> Job
Please recast every line of the records below as a JSON list of strings, one string per line, with blank lines and the pictures left out.

> Entries provided
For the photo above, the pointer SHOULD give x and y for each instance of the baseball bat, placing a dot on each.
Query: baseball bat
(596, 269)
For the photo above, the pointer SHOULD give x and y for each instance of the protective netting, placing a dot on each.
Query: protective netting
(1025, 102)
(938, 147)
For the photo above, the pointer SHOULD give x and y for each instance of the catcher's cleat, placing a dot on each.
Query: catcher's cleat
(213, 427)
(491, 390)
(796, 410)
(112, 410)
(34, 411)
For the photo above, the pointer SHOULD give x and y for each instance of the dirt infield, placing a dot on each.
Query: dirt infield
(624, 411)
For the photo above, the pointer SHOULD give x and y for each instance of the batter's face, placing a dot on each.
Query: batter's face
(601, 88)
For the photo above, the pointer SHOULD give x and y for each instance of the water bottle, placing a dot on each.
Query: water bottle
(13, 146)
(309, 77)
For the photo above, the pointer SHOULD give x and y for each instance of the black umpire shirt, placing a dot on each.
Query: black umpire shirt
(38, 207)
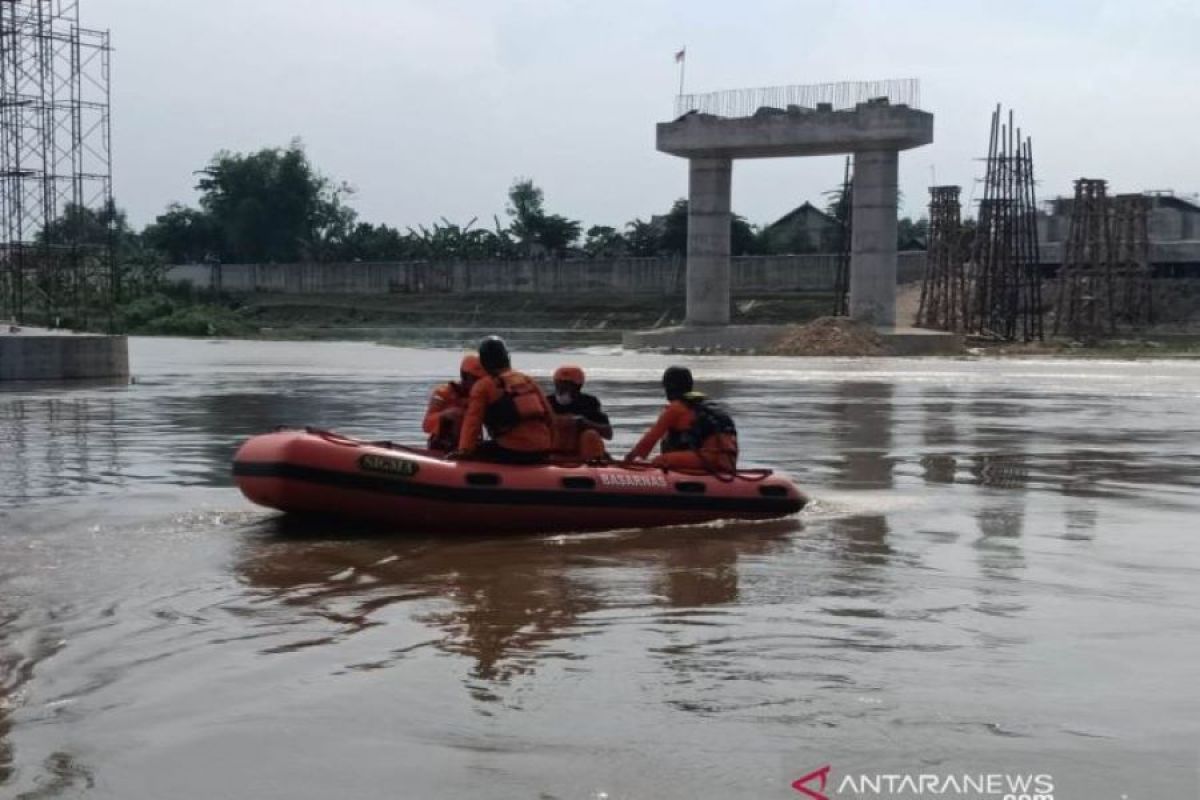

> Response to this task
[
  "For the photo above, the pointer SHOULD give x and y for each instance of the baseball bat, placing a dot on each.",
  "Query: baseball bat",
  "(596, 269)",
  "For the photo above, the pointer SHOULD give x and y for each instance of the protective netting, placing a dot on each.",
  "Query: protective netting",
  "(1025, 102)",
  "(938, 147)",
  "For the photo above, the pointer SHOULD give x and y for each instance of the catcher's cleat, placing a dot on each.",
  "Query: catcher's cleat",
  "(213, 427)",
  "(491, 390)",
  "(796, 410)",
  "(112, 410)",
  "(34, 411)",
  "For the photo above, the pointer SHOULD give x and y for each instance of the dirt infield, placing a dot on each.",
  "Query: dirt infield",
  "(624, 411)",
  "For the photo above, the pointer SHOULD give x and y for each instance of the batter's face, placing a dot on each.",
  "Query: batter's face",
  "(601, 88)",
  "For the photo above, the pointer SHOULD give x and y for each instance of the water bottle, placing a dot on each.",
  "Query: water bottle",
  "(13, 146)",
  "(309, 77)",
  "For the photo above, the pointer SHOULD give x and y for each instance of the black umpire shirt, placing a dot on each.",
  "Query: black umpire shirt",
  "(38, 207)"
]